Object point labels
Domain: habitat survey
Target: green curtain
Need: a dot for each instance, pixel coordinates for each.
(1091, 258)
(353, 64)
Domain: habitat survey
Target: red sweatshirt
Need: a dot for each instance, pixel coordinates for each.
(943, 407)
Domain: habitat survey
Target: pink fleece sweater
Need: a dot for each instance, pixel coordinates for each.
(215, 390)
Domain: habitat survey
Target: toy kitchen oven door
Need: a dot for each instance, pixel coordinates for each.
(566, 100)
--
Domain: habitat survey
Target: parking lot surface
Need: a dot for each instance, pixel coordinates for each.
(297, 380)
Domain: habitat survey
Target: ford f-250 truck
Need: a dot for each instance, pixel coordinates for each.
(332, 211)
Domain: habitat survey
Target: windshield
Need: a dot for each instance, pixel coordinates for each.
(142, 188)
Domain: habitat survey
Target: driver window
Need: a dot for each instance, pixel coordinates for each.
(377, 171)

# GOAL OF THE EXERCISE:
Identify each line above that contains the string "Target" and copy those lines in full.

# THE ANSWER:
Target: green curtain
Target: red sweatshirt
Target: pink fleece sweater
Target: toy kitchen oven door
Target: parking lot surface
Target: ford f-250 truck
Target: windshield
Target: driver window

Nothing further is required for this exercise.